- [TASK BRIEF] Working from the top of the records below, reproduce each line exactly, ending once you have written the line containing "[outline] parked van".

- [EXTRACTED DATA]
++++++++++

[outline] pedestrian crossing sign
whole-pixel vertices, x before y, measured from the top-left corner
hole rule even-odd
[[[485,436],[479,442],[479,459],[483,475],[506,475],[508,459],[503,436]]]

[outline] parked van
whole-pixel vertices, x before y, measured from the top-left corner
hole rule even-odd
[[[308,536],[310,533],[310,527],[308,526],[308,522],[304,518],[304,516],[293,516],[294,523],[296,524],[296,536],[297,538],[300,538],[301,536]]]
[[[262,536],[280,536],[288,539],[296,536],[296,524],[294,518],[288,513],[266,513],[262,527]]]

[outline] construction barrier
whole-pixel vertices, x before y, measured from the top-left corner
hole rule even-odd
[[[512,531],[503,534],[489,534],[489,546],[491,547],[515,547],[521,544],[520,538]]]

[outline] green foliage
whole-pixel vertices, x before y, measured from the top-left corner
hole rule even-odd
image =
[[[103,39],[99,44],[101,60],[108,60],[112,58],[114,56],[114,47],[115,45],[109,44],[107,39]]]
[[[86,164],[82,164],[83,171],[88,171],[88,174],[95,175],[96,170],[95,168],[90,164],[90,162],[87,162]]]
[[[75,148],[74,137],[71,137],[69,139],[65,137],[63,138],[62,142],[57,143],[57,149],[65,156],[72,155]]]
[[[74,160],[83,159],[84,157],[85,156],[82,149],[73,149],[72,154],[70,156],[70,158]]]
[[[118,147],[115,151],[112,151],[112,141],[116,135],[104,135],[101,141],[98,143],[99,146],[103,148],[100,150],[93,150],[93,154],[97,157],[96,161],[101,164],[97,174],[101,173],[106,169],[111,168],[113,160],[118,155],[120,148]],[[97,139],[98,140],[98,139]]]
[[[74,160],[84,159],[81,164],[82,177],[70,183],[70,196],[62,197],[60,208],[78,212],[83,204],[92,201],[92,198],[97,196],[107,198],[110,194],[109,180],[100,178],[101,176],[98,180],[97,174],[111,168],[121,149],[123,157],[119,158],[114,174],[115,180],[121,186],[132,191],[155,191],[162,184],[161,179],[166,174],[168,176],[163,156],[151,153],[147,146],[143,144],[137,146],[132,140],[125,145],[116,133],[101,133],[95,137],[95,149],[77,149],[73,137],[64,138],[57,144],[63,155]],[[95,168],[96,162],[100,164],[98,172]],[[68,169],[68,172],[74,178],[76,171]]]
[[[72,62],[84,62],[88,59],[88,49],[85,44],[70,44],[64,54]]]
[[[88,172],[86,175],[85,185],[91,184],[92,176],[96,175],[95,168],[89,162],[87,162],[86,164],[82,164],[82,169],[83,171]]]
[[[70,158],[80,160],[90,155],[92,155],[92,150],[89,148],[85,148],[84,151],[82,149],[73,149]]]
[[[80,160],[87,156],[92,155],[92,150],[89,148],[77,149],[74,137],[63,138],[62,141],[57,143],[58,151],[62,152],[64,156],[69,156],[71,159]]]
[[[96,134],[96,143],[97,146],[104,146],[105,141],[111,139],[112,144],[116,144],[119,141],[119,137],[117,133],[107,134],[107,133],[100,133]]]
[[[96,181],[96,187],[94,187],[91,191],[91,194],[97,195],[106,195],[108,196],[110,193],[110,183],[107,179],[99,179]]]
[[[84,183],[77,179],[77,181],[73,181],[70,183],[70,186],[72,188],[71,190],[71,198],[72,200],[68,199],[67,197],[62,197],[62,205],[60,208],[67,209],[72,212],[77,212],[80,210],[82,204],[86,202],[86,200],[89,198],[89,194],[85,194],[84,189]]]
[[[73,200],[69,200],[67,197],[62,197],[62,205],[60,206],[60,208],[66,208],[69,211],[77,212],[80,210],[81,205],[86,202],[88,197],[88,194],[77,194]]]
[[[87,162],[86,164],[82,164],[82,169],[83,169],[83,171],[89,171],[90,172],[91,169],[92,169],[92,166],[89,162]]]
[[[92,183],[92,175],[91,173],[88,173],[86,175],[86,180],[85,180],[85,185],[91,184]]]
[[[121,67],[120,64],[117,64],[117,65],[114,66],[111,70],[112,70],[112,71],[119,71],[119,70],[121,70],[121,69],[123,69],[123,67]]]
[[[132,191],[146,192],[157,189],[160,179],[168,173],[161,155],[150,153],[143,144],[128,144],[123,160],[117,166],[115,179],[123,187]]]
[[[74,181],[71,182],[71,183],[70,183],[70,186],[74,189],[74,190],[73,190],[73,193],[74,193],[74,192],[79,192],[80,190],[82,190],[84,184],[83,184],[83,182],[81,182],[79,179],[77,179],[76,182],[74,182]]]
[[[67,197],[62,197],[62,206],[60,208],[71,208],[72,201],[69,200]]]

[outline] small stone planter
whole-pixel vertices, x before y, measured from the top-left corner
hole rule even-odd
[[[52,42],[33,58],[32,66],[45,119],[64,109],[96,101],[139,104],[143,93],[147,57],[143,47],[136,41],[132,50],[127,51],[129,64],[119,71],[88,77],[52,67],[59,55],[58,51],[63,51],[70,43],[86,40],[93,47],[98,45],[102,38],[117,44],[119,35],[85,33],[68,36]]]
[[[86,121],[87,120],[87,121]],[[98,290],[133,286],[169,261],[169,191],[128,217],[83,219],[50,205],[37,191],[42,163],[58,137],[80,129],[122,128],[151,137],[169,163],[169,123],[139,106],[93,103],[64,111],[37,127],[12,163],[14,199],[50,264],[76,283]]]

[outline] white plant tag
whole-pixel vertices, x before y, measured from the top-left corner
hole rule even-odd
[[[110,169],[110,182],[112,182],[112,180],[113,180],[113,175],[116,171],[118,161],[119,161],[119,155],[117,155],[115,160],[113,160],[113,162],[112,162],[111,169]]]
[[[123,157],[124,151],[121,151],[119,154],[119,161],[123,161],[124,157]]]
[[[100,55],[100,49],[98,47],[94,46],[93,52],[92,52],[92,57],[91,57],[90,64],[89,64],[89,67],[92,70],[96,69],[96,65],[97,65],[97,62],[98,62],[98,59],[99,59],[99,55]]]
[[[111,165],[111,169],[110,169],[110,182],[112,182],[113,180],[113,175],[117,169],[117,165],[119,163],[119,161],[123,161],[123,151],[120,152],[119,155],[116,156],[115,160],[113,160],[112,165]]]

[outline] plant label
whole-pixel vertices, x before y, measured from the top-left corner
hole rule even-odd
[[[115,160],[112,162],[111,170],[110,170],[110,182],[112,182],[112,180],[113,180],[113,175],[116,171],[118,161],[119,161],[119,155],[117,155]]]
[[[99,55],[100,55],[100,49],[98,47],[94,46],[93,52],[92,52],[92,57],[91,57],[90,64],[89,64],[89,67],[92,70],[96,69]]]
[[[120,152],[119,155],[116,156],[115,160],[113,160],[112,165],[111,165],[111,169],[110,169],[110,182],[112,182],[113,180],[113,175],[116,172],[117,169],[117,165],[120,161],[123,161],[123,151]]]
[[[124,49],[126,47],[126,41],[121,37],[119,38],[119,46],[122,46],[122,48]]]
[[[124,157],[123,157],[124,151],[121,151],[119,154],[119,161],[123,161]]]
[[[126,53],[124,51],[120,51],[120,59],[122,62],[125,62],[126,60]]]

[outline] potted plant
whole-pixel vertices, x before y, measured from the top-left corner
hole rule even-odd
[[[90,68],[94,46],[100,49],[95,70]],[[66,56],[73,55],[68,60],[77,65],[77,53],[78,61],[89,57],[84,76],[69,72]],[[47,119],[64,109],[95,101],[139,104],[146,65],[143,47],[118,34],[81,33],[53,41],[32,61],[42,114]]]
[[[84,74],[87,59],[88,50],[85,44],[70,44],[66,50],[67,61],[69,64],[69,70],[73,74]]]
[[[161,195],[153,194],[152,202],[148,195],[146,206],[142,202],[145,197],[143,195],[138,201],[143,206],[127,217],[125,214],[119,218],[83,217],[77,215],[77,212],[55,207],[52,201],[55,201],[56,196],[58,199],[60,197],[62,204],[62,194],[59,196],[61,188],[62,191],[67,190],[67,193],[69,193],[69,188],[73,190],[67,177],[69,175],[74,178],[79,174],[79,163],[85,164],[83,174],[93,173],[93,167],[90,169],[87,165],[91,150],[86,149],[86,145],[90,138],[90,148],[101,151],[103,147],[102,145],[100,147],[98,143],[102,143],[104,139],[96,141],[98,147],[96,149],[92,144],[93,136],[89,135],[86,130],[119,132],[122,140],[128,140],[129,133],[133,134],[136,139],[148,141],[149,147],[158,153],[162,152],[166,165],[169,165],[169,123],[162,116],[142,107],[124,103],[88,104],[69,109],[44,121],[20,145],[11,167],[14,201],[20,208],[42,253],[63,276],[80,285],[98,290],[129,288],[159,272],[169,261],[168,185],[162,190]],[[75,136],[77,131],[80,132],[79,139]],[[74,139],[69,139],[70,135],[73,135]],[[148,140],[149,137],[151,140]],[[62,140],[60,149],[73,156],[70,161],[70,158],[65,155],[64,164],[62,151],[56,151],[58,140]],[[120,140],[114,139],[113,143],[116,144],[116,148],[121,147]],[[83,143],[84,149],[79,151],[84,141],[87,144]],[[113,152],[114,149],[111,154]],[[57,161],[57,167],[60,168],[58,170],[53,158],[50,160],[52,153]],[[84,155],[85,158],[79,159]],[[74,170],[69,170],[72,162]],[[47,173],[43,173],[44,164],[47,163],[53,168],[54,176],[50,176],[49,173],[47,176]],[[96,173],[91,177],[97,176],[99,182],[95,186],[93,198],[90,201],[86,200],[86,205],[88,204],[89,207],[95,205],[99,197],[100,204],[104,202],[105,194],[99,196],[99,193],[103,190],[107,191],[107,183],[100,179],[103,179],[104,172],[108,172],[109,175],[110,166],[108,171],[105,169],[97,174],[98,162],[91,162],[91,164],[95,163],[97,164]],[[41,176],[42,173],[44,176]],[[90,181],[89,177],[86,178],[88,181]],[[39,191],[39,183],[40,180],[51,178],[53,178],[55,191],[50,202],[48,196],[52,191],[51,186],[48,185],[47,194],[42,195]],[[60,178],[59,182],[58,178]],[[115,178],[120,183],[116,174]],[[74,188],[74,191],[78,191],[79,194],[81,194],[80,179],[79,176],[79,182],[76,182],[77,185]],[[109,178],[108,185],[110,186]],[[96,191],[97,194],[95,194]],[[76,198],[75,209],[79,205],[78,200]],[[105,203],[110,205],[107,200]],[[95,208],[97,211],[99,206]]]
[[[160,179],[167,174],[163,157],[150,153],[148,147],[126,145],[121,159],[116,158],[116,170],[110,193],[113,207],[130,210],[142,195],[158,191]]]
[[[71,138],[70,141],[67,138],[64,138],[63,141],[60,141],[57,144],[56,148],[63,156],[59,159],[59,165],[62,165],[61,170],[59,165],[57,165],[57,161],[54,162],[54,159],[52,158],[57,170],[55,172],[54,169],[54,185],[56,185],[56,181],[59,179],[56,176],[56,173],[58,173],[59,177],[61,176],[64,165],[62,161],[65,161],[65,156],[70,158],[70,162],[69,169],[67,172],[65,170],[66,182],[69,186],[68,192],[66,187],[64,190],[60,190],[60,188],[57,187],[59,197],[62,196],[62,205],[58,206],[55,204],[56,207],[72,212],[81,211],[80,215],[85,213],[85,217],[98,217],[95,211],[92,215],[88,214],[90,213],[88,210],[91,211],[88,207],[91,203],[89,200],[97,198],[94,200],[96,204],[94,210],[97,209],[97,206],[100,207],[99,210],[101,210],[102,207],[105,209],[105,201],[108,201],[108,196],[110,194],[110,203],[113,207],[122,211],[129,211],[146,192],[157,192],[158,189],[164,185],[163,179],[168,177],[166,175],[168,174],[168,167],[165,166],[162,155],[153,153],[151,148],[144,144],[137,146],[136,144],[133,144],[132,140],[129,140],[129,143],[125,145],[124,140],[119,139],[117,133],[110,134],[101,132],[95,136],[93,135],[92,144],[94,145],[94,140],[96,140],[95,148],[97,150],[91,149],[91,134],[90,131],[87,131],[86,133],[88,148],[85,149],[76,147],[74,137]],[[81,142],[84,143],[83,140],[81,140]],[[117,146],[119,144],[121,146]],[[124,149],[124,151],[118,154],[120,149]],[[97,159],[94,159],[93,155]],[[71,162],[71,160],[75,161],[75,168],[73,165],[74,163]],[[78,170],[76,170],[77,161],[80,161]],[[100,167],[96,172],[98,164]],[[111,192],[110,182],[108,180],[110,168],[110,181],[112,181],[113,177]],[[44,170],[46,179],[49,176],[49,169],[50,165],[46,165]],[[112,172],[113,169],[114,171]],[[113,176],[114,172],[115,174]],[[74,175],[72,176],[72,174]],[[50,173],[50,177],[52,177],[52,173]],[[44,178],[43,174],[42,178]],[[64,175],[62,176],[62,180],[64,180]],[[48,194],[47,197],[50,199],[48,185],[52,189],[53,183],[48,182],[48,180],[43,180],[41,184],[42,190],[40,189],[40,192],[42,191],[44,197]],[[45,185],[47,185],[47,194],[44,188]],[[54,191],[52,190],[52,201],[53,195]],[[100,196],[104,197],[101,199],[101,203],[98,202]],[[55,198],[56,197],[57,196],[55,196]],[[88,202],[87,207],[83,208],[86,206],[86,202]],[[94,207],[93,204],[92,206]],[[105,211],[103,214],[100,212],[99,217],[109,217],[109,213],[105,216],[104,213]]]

++++++++++

- [ANSWER SECTION]
[outline] pedestrian crossing sign
whole-pixel vertices, x before y, measured from the top-left corner
hole rule even-odd
[[[485,436],[479,442],[479,459],[483,475],[506,475],[508,459],[503,436]]]

[outline] parked van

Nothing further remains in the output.